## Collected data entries
····················

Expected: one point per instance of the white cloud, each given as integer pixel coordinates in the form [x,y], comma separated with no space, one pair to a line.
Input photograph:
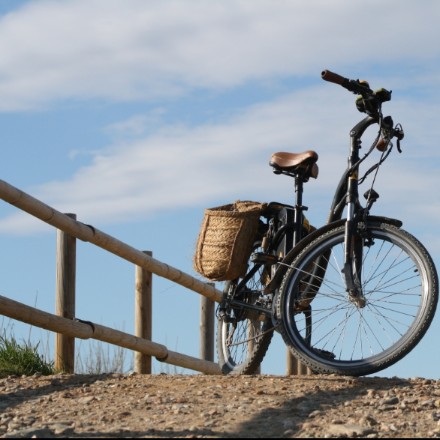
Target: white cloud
[181,166]
[143,49]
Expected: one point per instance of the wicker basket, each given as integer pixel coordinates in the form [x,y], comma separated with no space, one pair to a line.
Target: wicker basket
[226,239]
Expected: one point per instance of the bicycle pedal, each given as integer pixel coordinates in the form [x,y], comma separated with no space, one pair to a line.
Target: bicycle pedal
[262,258]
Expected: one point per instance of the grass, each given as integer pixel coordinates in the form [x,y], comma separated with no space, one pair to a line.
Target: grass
[92,357]
[24,359]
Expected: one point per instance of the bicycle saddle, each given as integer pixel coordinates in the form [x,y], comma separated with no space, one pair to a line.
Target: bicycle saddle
[295,163]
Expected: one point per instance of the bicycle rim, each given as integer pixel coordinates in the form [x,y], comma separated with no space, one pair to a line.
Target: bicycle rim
[335,335]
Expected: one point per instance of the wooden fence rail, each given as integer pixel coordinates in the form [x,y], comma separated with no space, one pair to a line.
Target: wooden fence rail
[68,329]
[88,233]
[64,323]
[87,330]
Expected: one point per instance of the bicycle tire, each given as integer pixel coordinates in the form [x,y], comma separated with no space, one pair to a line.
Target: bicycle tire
[340,337]
[243,336]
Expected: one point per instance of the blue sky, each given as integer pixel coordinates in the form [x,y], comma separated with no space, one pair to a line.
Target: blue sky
[138,114]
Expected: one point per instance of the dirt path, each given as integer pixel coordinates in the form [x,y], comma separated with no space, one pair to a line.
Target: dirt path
[211,406]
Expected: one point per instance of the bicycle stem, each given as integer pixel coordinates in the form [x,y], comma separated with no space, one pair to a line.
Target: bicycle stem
[352,242]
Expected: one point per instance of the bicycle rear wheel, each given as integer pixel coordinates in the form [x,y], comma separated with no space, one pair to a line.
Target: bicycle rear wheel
[332,334]
[243,335]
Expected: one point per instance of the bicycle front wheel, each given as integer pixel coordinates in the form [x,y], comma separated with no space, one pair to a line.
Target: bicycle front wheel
[332,334]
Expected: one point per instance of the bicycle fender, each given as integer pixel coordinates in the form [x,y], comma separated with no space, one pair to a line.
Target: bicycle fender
[287,260]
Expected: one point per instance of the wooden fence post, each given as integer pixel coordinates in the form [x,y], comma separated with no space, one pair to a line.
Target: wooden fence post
[65,298]
[207,318]
[143,315]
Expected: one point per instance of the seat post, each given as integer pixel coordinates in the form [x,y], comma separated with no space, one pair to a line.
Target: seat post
[298,209]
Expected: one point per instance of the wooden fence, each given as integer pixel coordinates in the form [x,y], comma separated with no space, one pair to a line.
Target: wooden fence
[64,322]
[67,327]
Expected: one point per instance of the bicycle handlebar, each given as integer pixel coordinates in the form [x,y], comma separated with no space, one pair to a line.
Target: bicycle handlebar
[352,85]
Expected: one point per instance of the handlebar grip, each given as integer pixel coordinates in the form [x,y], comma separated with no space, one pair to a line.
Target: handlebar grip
[330,76]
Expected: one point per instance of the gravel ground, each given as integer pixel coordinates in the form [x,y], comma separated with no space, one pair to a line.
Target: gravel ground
[195,406]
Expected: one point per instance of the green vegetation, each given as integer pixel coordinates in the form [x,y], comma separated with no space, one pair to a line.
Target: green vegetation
[18,360]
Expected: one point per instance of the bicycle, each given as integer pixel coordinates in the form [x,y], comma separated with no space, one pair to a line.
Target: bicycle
[352,297]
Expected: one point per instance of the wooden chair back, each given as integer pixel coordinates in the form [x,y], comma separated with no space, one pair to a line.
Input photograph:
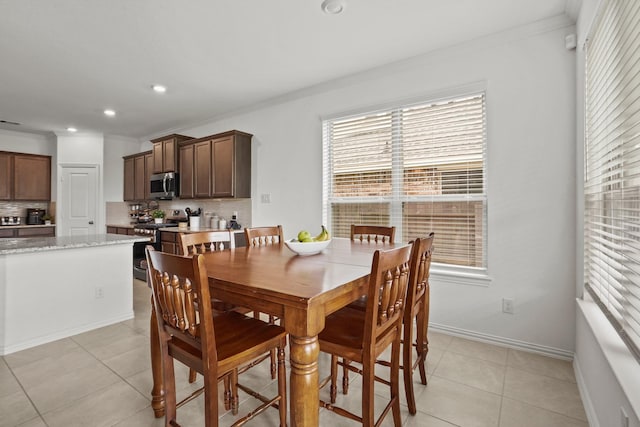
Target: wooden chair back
[375,233]
[261,236]
[388,285]
[206,241]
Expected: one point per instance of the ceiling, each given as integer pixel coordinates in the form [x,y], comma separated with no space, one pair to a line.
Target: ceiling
[63,62]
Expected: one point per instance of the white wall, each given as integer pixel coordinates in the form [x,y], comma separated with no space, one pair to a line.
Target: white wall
[606,371]
[115,147]
[529,78]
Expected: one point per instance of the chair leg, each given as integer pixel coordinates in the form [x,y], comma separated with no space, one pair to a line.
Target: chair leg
[210,400]
[395,382]
[282,385]
[407,366]
[227,393]
[234,391]
[333,391]
[345,376]
[368,384]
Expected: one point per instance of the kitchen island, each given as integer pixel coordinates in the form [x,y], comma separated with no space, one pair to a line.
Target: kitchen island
[55,287]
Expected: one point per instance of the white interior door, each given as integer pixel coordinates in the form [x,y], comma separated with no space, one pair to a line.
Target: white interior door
[79,195]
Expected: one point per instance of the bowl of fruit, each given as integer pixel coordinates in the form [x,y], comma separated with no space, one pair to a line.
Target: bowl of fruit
[306,244]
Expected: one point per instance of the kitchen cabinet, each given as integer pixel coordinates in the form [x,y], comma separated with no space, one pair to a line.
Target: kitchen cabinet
[216,166]
[137,172]
[169,242]
[25,177]
[47,231]
[5,176]
[165,152]
[186,171]
[127,231]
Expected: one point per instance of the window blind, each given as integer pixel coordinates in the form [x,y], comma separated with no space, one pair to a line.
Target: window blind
[419,167]
[612,167]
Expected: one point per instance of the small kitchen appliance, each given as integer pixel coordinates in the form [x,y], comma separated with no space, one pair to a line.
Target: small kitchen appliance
[34,216]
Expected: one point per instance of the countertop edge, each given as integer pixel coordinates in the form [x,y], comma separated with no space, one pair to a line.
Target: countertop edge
[23,245]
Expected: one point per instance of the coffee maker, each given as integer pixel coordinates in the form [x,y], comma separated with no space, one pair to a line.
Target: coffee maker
[34,216]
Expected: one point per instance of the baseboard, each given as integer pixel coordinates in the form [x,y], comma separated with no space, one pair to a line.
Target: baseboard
[5,350]
[504,342]
[589,409]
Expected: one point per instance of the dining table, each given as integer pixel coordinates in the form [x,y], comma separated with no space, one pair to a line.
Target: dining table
[300,290]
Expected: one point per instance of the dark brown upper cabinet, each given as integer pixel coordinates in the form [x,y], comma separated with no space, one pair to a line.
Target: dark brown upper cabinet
[137,176]
[165,153]
[25,177]
[216,166]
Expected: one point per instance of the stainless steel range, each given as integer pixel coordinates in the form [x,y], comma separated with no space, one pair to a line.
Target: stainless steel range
[151,230]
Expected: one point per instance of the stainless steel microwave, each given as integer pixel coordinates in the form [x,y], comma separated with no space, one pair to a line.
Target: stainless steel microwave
[164,186]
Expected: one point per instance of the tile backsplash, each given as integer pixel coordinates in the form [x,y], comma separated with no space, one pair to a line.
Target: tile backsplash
[16,208]
[118,212]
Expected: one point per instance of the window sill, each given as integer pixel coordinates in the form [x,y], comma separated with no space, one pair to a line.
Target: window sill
[459,277]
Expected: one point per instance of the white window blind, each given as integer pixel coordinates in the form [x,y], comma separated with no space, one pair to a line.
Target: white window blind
[419,167]
[612,166]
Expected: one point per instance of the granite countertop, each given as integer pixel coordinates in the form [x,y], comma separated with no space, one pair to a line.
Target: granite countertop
[26,226]
[195,230]
[41,244]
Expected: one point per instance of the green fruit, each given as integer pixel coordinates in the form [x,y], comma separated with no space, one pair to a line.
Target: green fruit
[304,236]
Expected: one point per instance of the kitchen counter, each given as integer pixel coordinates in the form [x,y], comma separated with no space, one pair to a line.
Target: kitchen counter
[40,244]
[68,284]
[2,227]
[195,230]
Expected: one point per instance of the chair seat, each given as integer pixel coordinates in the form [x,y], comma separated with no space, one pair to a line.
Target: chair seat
[344,328]
[238,338]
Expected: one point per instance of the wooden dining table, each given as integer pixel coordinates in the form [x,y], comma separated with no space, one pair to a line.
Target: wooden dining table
[300,290]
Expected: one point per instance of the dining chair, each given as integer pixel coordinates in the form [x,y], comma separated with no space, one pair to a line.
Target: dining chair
[416,315]
[362,336]
[375,233]
[260,236]
[216,347]
[204,242]
[263,236]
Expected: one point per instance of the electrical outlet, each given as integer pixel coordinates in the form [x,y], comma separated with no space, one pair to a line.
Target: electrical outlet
[507,305]
[624,418]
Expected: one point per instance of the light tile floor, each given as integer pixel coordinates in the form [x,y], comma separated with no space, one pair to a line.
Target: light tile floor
[103,378]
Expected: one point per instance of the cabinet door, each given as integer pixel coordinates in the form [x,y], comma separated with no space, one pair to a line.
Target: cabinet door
[5,176]
[129,179]
[186,172]
[223,167]
[31,177]
[202,169]
[148,170]
[158,158]
[139,177]
[169,151]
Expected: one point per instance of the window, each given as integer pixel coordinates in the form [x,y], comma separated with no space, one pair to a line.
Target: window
[612,167]
[419,167]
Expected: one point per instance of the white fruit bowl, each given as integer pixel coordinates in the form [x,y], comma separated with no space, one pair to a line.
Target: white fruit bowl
[306,248]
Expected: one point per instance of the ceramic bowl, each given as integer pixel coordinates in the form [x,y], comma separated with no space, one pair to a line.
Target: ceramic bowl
[306,248]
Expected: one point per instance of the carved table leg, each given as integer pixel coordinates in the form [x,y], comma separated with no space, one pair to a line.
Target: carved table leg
[304,381]
[157,392]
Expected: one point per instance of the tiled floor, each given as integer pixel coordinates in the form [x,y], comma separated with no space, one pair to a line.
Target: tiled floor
[103,378]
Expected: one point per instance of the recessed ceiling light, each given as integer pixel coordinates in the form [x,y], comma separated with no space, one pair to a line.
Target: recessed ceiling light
[333,7]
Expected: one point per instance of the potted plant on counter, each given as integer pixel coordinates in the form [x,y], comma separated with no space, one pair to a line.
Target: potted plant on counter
[158,216]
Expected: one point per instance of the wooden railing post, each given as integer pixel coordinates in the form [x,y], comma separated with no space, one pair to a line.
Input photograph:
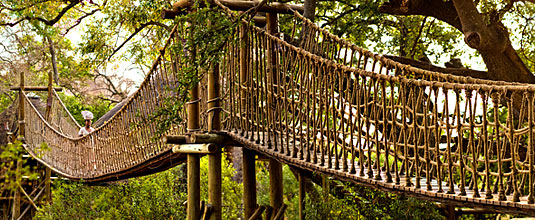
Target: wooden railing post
[48,171]
[275,167]
[194,176]
[17,193]
[302,196]
[214,160]
[249,182]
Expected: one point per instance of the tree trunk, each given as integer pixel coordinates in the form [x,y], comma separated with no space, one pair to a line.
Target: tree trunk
[53,58]
[310,9]
[488,36]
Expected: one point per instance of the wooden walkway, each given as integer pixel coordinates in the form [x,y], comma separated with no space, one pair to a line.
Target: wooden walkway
[401,188]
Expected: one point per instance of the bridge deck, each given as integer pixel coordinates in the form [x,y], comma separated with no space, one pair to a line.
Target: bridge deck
[248,140]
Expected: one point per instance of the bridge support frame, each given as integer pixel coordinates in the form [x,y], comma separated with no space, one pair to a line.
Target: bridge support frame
[275,167]
[249,182]
[194,176]
[214,159]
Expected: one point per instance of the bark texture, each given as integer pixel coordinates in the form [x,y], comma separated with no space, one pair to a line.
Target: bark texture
[485,33]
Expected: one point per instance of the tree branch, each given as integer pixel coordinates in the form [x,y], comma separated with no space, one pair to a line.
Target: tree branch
[79,20]
[413,49]
[43,20]
[136,31]
[453,71]
[442,10]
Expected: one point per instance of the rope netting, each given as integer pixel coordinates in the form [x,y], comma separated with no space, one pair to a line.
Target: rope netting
[329,105]
[447,134]
[123,142]
[321,42]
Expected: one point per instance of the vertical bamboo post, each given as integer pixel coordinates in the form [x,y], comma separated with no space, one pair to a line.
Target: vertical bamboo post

····················

## TRY IT
Could you transcribe the entries above word for word, from the line with "Target: coffee maker" down to the line with "Expected: one point per instance of the tile backsplash, each", keeping both?

## WRITTEN REPLY
Target: coffee maker
[34,216]
Expected: one point per instance of the baseboard, each given as integer pixel coordinates in the form [x,y], comma separated with no space, one pair to a line.
Target: baseboard
[5,350]
[504,342]
[589,409]
Expected: one point per instance of the dining table, each given as integer pixel coordinates in the form [x,y], comma separated with no space, one pair to a line.
Target: dining table
[300,290]
Expected: one point per instance of the dark brown upper cabinet, each given as integer pixel coordinates in the form [x,y], comma separated with no space, one pair to a line.
Target: dark brown upper cabinet
[137,176]
[165,153]
[25,177]
[216,166]
Expected: one point per instance of the stainless steel range, each given as integer pixel coordinates in the form [x,y], comma separated with no space, one pair to a line.
Target: stainless steel range
[151,230]
Expected: one point per instance of the stainless steel microwave, each given as integer pixel coordinates in the form [x,y], comma separated with no space, one pair to a line.
Target: stainless steel microwave
[164,186]
Expected: one point per instance of the tile backsplash, each given as integer pixel coordinates in the form [x,y], comma separated with no space, one pair to a line.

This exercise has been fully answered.